— start Data provided —

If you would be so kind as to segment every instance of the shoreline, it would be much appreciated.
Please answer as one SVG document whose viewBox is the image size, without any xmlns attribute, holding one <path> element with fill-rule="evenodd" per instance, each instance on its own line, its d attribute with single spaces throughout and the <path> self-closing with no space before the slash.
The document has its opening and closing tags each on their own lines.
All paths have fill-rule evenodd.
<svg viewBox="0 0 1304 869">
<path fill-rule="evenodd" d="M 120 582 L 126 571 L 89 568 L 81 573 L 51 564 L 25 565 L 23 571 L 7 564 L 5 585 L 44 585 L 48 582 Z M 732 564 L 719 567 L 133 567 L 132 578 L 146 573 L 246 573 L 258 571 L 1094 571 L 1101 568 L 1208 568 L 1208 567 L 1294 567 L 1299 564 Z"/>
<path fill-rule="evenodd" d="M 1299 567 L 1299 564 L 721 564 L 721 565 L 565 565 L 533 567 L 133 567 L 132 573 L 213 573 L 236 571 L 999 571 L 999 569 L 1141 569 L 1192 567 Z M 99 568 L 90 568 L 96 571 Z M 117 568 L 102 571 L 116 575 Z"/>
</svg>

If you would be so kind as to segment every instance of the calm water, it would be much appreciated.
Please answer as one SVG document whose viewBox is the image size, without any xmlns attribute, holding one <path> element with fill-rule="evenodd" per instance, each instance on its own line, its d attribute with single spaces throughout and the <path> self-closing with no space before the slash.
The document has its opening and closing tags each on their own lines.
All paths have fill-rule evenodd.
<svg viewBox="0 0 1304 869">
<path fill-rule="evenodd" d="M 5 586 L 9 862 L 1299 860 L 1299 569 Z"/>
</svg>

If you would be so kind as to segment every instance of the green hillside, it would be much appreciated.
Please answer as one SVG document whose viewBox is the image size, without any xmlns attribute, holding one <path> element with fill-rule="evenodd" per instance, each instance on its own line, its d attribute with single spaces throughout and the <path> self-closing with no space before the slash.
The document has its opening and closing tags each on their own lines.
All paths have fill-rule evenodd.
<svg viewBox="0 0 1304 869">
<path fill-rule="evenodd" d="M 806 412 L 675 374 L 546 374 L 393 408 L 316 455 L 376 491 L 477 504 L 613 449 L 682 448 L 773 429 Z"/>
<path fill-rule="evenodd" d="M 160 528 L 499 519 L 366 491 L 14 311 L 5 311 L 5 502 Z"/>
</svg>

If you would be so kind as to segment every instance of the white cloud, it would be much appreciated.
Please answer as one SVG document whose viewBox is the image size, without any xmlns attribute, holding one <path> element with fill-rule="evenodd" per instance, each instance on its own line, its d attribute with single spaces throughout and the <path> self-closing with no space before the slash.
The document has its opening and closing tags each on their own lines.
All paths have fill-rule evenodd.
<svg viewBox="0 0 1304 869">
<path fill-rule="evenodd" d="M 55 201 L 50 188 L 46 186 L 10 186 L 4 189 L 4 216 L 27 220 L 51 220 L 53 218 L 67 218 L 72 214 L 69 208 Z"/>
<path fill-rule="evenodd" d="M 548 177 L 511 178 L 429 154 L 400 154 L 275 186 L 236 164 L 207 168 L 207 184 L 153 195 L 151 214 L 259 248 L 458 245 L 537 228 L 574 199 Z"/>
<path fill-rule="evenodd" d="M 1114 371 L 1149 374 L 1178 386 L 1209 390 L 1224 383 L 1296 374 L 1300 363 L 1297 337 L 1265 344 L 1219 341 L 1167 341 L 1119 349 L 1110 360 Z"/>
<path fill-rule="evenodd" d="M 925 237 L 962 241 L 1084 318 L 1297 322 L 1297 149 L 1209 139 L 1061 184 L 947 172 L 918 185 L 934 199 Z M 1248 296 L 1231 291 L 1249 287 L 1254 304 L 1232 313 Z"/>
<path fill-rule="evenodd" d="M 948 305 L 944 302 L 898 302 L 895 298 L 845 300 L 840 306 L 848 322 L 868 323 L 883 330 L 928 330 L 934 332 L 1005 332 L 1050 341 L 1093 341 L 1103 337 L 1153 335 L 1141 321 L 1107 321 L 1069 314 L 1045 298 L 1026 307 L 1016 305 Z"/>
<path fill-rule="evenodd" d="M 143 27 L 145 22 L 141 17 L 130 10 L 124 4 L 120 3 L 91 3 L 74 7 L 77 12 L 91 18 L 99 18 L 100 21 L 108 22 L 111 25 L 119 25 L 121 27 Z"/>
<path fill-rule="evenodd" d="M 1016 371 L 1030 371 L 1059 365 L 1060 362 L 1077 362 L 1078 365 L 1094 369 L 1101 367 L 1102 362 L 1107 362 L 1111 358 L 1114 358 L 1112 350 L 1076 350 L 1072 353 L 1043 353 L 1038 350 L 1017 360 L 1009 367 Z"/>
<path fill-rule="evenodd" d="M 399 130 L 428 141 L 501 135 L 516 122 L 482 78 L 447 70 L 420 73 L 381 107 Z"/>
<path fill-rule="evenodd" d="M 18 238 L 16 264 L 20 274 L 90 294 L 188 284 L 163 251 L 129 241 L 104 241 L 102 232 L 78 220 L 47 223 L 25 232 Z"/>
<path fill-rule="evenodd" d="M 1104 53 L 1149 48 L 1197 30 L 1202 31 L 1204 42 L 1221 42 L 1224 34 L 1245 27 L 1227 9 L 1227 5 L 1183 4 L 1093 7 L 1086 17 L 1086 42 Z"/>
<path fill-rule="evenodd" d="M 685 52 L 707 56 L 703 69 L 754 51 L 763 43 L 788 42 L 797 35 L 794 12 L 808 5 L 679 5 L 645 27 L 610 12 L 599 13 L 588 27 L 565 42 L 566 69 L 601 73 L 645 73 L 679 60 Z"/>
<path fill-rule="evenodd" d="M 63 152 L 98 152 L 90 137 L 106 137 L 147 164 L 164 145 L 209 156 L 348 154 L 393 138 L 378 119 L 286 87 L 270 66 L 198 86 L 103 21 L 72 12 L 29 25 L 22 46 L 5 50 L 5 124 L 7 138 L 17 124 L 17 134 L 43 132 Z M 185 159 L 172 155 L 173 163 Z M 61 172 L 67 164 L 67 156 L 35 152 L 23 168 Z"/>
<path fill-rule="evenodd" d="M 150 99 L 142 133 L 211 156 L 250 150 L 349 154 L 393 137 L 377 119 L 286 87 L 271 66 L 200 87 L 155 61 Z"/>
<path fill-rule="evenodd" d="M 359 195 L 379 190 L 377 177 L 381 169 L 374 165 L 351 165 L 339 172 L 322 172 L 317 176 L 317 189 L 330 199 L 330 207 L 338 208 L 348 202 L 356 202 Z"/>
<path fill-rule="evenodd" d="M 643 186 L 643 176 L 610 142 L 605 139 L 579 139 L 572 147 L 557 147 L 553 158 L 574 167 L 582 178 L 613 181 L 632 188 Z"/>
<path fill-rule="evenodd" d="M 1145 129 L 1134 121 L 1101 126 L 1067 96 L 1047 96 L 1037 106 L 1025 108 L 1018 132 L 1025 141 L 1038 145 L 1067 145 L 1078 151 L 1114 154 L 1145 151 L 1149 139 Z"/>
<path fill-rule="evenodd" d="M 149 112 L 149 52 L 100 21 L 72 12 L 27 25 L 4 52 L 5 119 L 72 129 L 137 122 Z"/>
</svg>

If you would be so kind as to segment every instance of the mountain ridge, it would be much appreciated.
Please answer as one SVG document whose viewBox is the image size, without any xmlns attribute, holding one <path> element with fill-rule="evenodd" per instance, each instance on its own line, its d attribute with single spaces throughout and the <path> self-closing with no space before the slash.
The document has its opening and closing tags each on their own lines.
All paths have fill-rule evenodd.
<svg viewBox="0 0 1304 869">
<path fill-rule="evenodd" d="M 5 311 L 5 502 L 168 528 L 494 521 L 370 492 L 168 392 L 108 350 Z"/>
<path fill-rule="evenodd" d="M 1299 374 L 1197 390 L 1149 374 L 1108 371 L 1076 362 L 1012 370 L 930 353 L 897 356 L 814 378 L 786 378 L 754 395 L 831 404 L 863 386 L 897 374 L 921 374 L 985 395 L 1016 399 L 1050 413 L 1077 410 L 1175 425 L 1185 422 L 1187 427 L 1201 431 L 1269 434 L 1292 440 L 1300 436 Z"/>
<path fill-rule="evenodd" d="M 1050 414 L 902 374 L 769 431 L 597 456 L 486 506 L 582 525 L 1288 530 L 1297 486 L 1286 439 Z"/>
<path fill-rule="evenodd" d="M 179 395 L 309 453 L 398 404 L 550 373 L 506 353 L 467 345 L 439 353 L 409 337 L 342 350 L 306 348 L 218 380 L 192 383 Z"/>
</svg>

— end Data provided —
— start Data provided —

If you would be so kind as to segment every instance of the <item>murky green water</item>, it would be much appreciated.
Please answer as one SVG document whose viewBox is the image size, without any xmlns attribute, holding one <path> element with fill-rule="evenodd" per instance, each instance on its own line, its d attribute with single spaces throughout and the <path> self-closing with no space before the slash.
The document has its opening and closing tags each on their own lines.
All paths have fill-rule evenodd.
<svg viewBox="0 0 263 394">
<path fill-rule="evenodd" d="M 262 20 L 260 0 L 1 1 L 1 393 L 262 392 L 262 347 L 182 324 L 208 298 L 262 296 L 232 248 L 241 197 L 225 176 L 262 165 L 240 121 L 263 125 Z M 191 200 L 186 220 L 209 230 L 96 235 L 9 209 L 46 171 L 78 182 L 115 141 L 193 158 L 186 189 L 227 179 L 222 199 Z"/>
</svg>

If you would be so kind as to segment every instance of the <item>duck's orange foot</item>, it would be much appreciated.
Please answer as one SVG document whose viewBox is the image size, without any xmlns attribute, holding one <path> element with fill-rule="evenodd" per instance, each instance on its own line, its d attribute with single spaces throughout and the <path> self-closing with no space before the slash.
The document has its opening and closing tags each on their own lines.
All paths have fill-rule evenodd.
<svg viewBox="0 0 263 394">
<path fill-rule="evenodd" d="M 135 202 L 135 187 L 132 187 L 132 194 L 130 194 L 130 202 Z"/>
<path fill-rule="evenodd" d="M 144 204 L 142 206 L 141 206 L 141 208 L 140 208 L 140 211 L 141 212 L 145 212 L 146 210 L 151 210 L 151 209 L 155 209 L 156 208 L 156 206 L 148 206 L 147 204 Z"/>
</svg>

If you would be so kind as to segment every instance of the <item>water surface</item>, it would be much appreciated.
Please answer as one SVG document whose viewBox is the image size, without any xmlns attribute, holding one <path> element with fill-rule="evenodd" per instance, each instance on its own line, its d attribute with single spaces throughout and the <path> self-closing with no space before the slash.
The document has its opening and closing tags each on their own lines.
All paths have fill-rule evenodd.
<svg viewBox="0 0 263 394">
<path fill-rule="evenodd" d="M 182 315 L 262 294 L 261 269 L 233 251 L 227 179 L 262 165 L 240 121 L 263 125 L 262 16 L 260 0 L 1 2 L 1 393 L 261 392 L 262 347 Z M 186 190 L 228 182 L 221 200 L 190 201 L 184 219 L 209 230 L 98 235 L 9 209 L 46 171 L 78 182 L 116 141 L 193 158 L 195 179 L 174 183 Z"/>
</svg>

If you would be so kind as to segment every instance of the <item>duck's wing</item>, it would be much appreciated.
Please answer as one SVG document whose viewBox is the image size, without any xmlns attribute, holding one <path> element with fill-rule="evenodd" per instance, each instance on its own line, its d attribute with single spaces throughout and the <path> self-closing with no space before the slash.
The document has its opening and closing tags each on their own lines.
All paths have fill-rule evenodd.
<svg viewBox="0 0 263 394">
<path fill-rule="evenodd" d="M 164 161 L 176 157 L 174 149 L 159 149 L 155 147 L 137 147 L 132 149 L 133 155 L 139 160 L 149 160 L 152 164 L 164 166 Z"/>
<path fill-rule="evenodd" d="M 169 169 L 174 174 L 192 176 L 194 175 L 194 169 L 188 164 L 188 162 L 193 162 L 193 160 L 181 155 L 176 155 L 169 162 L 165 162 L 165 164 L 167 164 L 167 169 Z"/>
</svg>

— end Data provided —

Copy out verbatim the data from the line containing "shoreline, it would be much appreciated." to the line containing "120 582 L 126", both included.

Full response:
If you would be so kind as to segment every instance of the shoreline, it would be much appreciated.
Please answer as one SVG document whose viewBox is the image size, without any xmlns attribute, holding one <path> element with fill-rule="evenodd" per instance, each instance on its own line, its d attribute with single spaces throughout and the <path> self-closing with no space before the slash.
The document has its opening and closing tags each on their own lines.
All paths have fill-rule evenodd.
<svg viewBox="0 0 1304 869">
<path fill-rule="evenodd" d="M 120 582 L 126 571 L 89 568 L 81 573 L 51 564 L 25 565 L 23 571 L 7 564 L 5 585 L 44 585 L 48 582 Z M 732 564 L 719 567 L 133 567 L 132 578 L 146 573 L 246 573 L 258 571 L 1094 571 L 1101 568 L 1208 568 L 1208 567 L 1294 567 L 1299 564 Z"/>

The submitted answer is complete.